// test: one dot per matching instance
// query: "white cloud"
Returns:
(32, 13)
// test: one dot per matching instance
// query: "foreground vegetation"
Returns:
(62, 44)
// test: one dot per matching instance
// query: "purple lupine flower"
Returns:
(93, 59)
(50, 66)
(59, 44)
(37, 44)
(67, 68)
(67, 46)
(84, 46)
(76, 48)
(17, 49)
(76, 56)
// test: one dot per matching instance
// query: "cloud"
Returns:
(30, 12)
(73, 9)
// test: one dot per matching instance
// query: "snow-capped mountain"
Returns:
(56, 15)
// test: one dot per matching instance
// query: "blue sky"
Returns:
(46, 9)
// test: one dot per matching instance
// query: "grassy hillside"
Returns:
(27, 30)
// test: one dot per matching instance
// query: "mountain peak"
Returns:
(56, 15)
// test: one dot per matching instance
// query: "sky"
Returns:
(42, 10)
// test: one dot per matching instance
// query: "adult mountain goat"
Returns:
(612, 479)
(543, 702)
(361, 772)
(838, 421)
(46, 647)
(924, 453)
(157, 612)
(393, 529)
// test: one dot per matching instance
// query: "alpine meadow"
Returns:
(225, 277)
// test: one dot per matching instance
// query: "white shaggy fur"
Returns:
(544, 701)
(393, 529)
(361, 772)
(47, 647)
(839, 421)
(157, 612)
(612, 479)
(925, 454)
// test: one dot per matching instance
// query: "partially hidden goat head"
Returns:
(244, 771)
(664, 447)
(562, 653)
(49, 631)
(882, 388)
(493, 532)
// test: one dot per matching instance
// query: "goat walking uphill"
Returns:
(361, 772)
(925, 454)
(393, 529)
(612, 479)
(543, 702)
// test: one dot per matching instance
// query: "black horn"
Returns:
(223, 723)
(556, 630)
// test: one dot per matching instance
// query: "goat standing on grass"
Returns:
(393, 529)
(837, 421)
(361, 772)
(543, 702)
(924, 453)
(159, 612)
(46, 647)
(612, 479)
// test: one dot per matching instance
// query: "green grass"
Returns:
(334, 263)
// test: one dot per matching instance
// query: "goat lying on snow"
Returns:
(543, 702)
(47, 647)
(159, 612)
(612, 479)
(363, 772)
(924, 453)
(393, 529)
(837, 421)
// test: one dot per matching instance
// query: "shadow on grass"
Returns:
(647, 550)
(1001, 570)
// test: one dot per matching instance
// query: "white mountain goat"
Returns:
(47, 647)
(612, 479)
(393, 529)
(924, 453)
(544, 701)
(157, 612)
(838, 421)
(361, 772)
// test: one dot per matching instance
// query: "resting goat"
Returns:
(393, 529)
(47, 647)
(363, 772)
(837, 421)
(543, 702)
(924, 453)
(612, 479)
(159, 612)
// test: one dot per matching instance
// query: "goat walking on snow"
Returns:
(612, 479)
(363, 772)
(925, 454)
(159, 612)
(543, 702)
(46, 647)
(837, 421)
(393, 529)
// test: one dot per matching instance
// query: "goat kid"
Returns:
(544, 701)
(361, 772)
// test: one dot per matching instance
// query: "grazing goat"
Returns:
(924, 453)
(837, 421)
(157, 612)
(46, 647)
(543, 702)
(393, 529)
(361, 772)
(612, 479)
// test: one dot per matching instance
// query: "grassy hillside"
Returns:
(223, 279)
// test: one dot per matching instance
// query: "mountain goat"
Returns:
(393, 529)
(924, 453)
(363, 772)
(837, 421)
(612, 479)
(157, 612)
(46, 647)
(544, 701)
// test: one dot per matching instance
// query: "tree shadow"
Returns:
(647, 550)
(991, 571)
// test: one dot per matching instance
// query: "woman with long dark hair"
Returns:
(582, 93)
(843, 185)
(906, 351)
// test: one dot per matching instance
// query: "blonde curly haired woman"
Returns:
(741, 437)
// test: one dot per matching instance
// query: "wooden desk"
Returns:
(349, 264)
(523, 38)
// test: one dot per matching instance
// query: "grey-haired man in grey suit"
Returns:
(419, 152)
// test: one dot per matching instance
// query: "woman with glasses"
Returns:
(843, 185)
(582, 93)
◇ ◇ ◇ ◇
Goal: Write out every line exactly as it stands.

Written solution:
// test: one dot per matching instance
// query: "white cloud"
Returns:
(32, 13)
// test: one dot per matching instance
// query: "foreground vegetation"
Returns:
(62, 44)
// test: one dot per matching instance
// query: "purple lupine flower"
Returns:
(93, 59)
(50, 66)
(59, 44)
(37, 44)
(67, 68)
(67, 46)
(84, 46)
(76, 48)
(17, 49)
(76, 56)
// test: one dot per matching instance
// query: "cloud"
Returns:
(30, 12)
(73, 9)
// test: one dot per matching instance
// query: "snow-capped mountain"
Returns:
(56, 15)
// test: one dot per matching instance
// query: "blue sky"
Returns:
(46, 9)
// test: one dot per matching instance
// query: "grassy hillside"
Returns:
(27, 30)
// test: one dot per matching instance
// query: "mountain peak"
Returns:
(56, 15)
// test: one dot per matching instance
// query: "sky"
Returns:
(42, 10)
// test: one dot per matching instance
// query: "adult mountain goat"
Returns:
(612, 479)
(543, 702)
(361, 772)
(838, 421)
(46, 647)
(924, 453)
(157, 612)
(393, 529)
// test: one dot per matching instance
// query: "alpine meadow"
Returns:
(225, 277)
// test: one dot per matching instance
// query: "white shaggy fur"
Returns:
(544, 701)
(393, 529)
(361, 772)
(47, 647)
(839, 421)
(157, 612)
(612, 479)
(925, 454)
// test: one dot per matching instance
// query: "partially hidden goat head"
Returns:
(244, 771)
(664, 447)
(562, 653)
(49, 631)
(882, 388)
(493, 532)
// test: one dot per matching instance
// query: "goat walking uphill"
Returns:
(361, 772)
(925, 454)
(393, 529)
(612, 479)
(543, 702)
// test: one dot per matching instance
// query: "black horn"
Returns:
(223, 723)
(556, 630)
// test: one dot per matching instance
// query: "goat standing on grass"
Returns:
(393, 529)
(837, 421)
(361, 772)
(543, 702)
(924, 453)
(159, 612)
(46, 647)
(612, 479)
// test: one dot per matching instance
// query: "green grass"
Returns:
(334, 263)
// test: one dot per matching instance
// query: "goat lying on snow"
Returns:
(543, 702)
(47, 647)
(159, 612)
(612, 479)
(363, 772)
(924, 453)
(393, 529)
(837, 421)
// test: one dot per matching instance
// query: "shadow on grass"
Returns:
(647, 550)
(1001, 570)
// test: one dot per matching instance
// query: "white mountain goat"
Returns:
(47, 647)
(612, 479)
(393, 529)
(924, 453)
(544, 701)
(157, 612)
(838, 421)
(361, 772)
// test: one dot per matching instance
// query: "resting goat"
Returns:
(393, 529)
(47, 647)
(363, 772)
(837, 421)
(543, 702)
(924, 453)
(612, 479)
(159, 612)
// test: one dot per matching instance
// query: "goat walking on snow"
Returns:
(612, 479)
(363, 772)
(925, 454)
(159, 612)
(543, 702)
(46, 647)
(837, 421)
(393, 529)
// test: one dot per matching instance
// query: "goat kid"
Returns:
(544, 701)
(361, 772)
// test: one dot per matching instance
// query: "grazing goat"
Returns:
(924, 453)
(837, 421)
(157, 612)
(46, 647)
(543, 702)
(393, 529)
(361, 772)
(612, 479)
// test: one dot per matching instance
// query: "grassy hillside"
Returns:
(223, 279)
// test: one dot per matching instance
// query: "mountain goat"
Returns:
(393, 529)
(924, 453)
(363, 772)
(837, 421)
(612, 479)
(157, 612)
(46, 647)
(544, 701)
// test: one dot per matching instance
// query: "tree shadow"
Returns:
(647, 550)
(991, 571)
// test: one dot per matching instance
// query: "woman with long dark hair"
Returns:
(582, 93)
(843, 185)
(906, 351)
// test: one dot per matching instance
// query: "blonde curly haired woman"
Returns:
(741, 437)
// test: one dot per matching instance
// query: "wooden desk"
Returns:
(349, 264)
(523, 38)
// test: one dot per matching instance
// query: "grey-haired man in grey suit"
Returns:
(419, 152)
// test: one dot per matching instance
// query: "woman with glasses"
Returns:
(843, 185)
(582, 93)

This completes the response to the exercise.